> [Extracted records]
start
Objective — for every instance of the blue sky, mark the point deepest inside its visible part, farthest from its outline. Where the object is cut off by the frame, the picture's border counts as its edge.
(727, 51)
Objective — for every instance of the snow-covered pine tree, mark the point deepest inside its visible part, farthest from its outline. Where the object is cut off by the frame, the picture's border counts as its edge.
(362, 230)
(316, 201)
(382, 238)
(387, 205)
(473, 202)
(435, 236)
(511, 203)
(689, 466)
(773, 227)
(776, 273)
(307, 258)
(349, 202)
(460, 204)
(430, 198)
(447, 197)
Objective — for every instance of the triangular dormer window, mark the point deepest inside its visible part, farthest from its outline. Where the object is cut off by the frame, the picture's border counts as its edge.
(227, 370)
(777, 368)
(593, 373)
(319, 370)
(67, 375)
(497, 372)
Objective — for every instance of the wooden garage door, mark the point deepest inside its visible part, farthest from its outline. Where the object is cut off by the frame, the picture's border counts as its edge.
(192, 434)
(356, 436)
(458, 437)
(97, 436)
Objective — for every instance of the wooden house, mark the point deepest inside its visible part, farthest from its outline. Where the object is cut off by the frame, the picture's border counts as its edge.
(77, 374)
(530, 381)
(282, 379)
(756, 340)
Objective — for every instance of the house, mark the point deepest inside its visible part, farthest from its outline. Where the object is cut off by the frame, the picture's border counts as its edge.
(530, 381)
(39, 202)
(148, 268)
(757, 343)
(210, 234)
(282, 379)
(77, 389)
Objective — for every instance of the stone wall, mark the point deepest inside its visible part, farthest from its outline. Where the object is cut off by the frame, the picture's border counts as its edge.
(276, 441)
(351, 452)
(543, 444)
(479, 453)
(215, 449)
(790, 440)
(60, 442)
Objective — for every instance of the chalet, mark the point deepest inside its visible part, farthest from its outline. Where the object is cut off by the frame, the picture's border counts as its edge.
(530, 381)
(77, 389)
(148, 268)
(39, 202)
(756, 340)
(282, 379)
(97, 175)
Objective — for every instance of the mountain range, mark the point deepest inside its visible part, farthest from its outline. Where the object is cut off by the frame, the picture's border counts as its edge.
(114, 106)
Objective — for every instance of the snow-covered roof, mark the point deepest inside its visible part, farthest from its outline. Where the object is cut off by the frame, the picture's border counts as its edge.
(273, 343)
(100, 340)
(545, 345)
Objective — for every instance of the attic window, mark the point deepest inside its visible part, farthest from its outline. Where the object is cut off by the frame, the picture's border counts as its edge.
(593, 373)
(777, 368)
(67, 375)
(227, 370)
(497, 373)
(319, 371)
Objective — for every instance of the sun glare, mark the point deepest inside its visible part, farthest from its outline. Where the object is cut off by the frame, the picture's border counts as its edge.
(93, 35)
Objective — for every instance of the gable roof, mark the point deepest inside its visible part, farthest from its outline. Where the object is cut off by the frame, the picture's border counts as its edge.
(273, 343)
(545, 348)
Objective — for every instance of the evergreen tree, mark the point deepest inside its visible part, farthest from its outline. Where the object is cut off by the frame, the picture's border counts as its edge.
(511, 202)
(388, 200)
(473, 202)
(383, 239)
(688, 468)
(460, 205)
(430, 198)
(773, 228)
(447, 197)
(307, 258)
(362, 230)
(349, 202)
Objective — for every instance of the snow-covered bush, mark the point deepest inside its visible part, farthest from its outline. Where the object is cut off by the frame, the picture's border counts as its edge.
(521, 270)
end
start
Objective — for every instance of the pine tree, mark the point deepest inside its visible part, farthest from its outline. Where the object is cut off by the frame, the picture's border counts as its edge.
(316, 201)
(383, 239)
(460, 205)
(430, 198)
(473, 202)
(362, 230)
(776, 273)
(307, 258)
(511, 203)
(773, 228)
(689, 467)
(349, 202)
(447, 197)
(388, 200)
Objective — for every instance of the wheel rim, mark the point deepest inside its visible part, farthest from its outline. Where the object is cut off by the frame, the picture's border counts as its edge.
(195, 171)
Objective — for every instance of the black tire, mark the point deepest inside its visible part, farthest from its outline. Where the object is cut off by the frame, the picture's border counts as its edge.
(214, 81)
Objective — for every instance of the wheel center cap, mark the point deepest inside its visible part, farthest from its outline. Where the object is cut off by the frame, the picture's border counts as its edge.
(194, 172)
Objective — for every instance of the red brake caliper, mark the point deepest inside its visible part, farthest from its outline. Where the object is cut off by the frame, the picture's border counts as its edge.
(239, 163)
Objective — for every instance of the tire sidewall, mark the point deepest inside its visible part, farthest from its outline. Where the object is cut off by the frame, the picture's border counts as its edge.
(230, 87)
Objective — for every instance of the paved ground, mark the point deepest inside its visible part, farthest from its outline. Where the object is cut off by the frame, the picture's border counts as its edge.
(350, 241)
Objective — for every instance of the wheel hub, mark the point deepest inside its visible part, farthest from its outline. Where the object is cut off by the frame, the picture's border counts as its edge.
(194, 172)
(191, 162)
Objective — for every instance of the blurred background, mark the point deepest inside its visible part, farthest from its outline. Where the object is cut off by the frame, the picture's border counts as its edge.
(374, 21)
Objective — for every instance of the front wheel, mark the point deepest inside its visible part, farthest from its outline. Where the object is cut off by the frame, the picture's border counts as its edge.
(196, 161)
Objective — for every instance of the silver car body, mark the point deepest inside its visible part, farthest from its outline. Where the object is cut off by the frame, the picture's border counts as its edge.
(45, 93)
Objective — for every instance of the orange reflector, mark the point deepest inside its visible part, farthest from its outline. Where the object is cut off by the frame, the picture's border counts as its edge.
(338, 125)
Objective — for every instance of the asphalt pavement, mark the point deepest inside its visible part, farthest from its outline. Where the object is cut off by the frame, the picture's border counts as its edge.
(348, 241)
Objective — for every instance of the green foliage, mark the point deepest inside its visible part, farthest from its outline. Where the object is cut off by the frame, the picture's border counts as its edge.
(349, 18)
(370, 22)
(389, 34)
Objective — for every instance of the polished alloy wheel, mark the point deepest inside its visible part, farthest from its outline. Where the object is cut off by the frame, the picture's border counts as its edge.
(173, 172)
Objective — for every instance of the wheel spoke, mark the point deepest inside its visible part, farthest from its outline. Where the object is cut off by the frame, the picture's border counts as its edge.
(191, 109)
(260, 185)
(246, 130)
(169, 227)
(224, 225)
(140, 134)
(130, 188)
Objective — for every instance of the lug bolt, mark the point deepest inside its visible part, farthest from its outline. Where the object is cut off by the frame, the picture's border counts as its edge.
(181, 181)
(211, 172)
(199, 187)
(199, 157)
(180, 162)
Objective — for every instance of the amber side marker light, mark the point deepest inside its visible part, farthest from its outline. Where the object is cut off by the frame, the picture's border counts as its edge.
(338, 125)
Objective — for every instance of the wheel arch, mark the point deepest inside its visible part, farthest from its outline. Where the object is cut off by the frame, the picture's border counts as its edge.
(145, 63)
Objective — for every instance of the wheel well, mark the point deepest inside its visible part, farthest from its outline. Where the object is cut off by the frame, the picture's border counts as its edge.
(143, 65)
end
Find each line in the items above that contains the word "polished", and copy every such line in full.

Objective — for every instance of the polished alloy wheel, mark the point deepest inside its visible part, farthest from its outline. Where the object is cut off by the frame, the picture's border counts as its edge.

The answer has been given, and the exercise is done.